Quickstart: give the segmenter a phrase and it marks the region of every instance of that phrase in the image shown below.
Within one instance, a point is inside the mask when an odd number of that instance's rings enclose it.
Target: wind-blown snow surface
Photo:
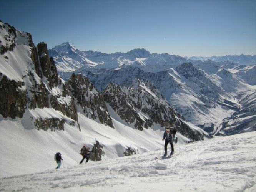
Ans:
[[[156,159],[163,154],[160,148],[70,166],[66,161],[81,158],[67,157],[64,152],[64,164],[58,170],[54,162],[28,159],[28,164],[38,167],[47,164],[48,170],[3,177],[0,191],[252,192],[256,191],[256,137],[254,131],[178,145],[174,155],[163,159]],[[150,146],[150,141],[144,139]],[[29,167],[20,162],[17,159],[13,166]]]

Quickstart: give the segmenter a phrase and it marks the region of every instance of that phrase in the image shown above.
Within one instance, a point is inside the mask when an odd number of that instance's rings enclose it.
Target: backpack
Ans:
[[[80,154],[82,155],[83,155],[83,154],[85,153],[85,151],[86,150],[87,147],[83,147],[82,149],[81,149]]]
[[[60,154],[60,152],[58,152],[57,153],[55,153],[54,154],[54,160],[55,161],[56,161],[56,158],[57,157],[57,156],[59,155],[59,154]]]

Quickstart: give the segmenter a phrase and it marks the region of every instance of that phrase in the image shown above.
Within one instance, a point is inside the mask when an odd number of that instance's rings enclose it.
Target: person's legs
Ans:
[[[85,158],[86,158],[86,161],[85,161],[85,162],[87,163],[89,161],[89,157],[86,157]]]
[[[58,166],[56,167],[56,169],[58,169],[60,167],[60,164],[61,164],[61,162],[60,161],[57,162],[57,163],[58,164]]]
[[[173,142],[170,142],[171,144],[171,155],[172,155],[174,153],[174,148],[173,148]]]
[[[83,162],[83,160],[84,160],[85,158],[85,157],[83,157],[83,159],[82,159],[81,160],[81,161],[80,162],[80,164],[81,164],[81,163],[82,163]]]
[[[168,143],[169,142],[168,140],[165,140],[165,154],[164,155],[166,156],[167,154],[167,145],[168,145]]]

→ GOAL OF THE EXERCISE:
Copy the whole listing above word for word, omitting the picture.

→ WRITTEN RESPONSE:
Quickstart: give the segmenter a phrase and it marks the region of every instance of that phrase in the image shown below.
Within one instance, a point is inside the mask when an odd number of that instance's rings enclose it.
Target: wind-blown snow surface
Photo:
Ans:
[[[156,159],[163,154],[160,148],[70,166],[66,161],[81,158],[67,157],[64,152],[64,164],[58,170],[54,162],[28,159],[28,164],[38,167],[47,164],[48,170],[3,177],[0,191],[252,192],[256,191],[256,137],[254,131],[178,145],[174,155],[163,159]],[[150,146],[150,141],[144,139]],[[29,167],[20,162],[17,159],[13,166]]]

Quickstart: give the segmenter a phrase and it marks the region of every instance of that phrase in the image shown above.
Within one instance, a point is inside the mask when an odd number of that instance's rings enclose it.
Target: backpack
Ans:
[[[80,154],[82,155],[83,155],[83,154],[85,153],[85,151],[86,150],[87,147],[83,147],[82,149],[81,149]]]
[[[60,154],[60,152],[58,152],[57,153],[55,153],[54,154],[54,160],[55,161],[56,161],[56,158],[57,157],[57,156],[59,155],[59,154]]]

Quickstart: give the segmenter a phrase and it marks the region of every instance of that phrase in the image shown above.
Within one instance, a point is inside the mask when an odd number of that instance's rings enclose it.
Target: person's legs
Ans:
[[[85,158],[86,158],[86,161],[85,161],[85,162],[87,163],[89,161],[89,157],[86,157]]]
[[[58,166],[56,167],[56,169],[58,169],[60,167],[60,164],[61,164],[61,162],[60,161],[57,162],[57,163],[58,164]]]
[[[173,142],[170,142],[171,144],[171,155],[172,155],[174,153],[174,148],[173,148]]]
[[[83,162],[83,160],[84,160],[85,158],[85,157],[83,157],[83,159],[82,159],[81,160],[81,161],[80,162],[80,164],[81,164],[81,163],[82,163]]]
[[[168,143],[169,142],[168,140],[165,140],[165,154],[164,155],[166,156],[167,154],[167,145],[168,145]]]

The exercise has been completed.